Dataset items
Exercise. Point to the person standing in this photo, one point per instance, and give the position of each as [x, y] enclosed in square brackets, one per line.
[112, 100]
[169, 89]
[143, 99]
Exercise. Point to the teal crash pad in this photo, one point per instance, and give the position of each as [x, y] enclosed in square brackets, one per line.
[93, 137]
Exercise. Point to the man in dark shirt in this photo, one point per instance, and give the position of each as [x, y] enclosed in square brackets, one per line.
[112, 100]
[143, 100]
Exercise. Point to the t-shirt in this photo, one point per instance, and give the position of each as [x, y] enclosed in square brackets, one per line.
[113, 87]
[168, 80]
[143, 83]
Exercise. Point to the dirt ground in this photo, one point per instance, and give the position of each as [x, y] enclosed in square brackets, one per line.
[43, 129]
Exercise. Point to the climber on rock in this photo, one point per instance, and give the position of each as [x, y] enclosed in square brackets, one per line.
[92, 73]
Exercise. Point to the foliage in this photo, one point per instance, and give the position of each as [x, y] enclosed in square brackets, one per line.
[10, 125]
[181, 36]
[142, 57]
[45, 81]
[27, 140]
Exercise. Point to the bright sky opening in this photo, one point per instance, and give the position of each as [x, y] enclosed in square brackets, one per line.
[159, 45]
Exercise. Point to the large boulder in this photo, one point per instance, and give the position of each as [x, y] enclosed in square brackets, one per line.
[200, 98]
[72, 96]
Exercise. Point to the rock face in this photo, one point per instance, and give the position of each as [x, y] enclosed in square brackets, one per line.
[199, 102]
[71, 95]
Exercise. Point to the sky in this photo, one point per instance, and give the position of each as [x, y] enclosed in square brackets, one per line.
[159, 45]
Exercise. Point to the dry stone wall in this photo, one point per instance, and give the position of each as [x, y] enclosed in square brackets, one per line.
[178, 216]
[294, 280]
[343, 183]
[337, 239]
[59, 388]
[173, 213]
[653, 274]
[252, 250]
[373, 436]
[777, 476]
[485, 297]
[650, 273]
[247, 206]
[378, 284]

* * *

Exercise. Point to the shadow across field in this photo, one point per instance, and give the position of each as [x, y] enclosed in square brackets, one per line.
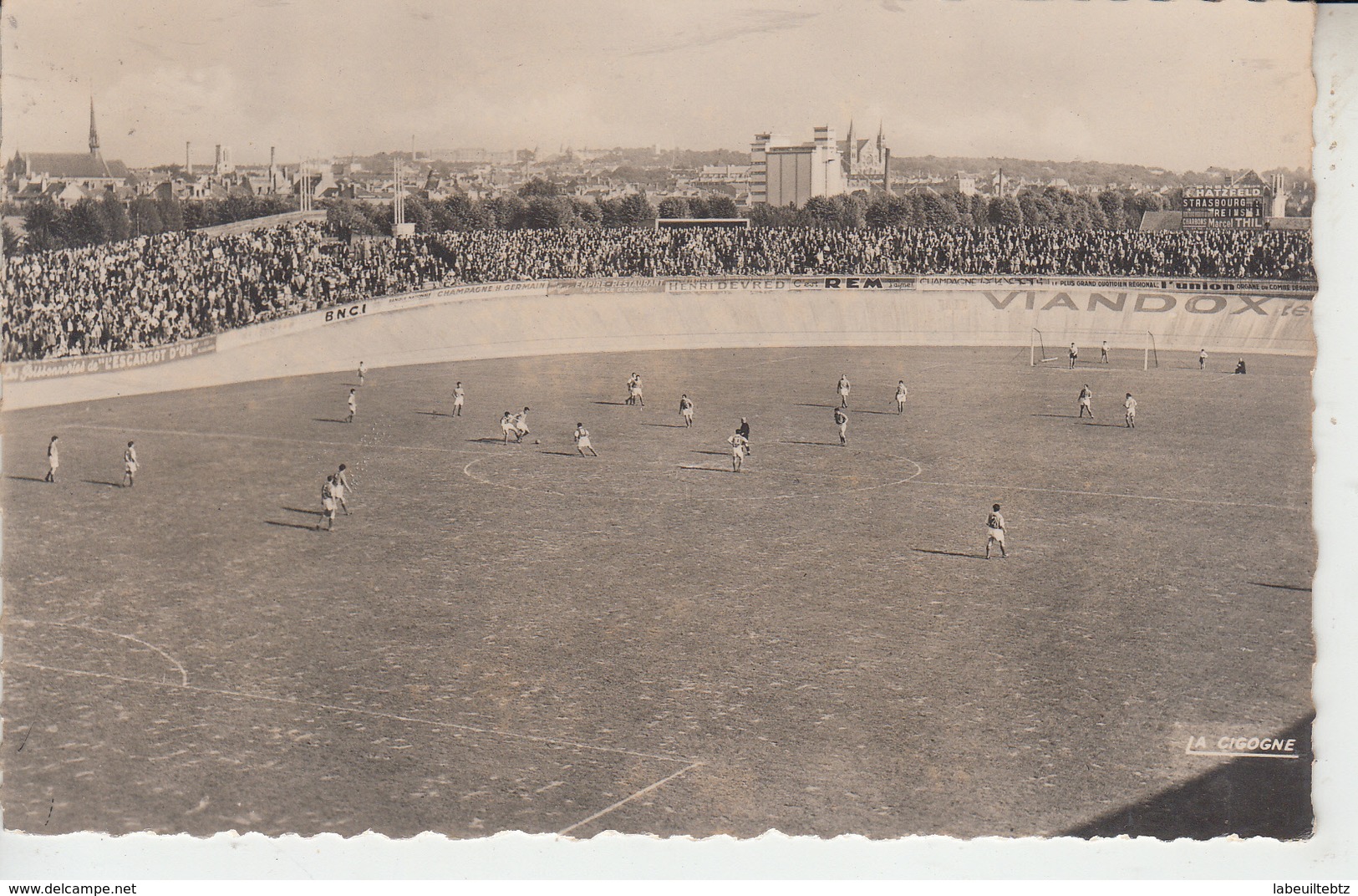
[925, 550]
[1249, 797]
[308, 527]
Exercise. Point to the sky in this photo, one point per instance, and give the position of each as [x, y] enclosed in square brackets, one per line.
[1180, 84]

Goal of the exercise ▸
Filter the entries above down to each line that contains the string "rock", and copy those lines in full. Treat the match as case-sensitive.

Worked solution ▸
Exercise. Point to the climber on rock in this photo, one point per instance, and give the position of each as [x, y] enclosed in square brackets, one per line.
Exercise. Point to the rock face in this photo, one point per instance, and give the position of each as [x, y] enclosed in square brackets, one per line.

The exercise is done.